The listing that follows must be retyped exactly, without its pictures.

__EXERCISE DATA__:
-- Opening Marker --

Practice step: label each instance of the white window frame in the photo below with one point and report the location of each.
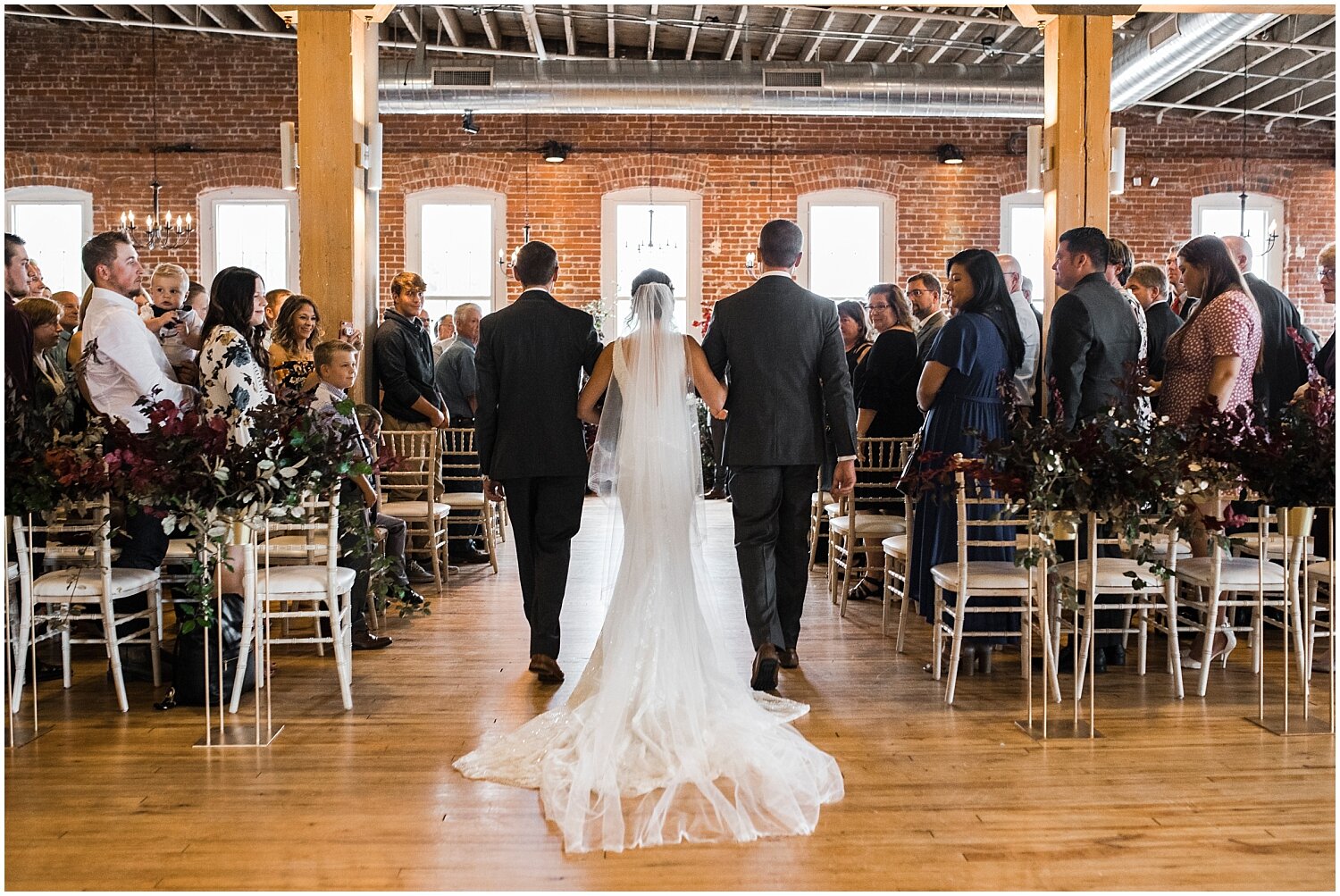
(209, 200)
(1273, 209)
(691, 294)
(53, 196)
(887, 227)
(415, 204)
(1023, 200)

-- Closing Marker --

__ANSWER BOX__:
Practice step: label each instance of the white window frame in the photo below with one point and report the location of each.
(209, 200)
(1273, 209)
(691, 294)
(53, 196)
(887, 227)
(415, 204)
(1023, 200)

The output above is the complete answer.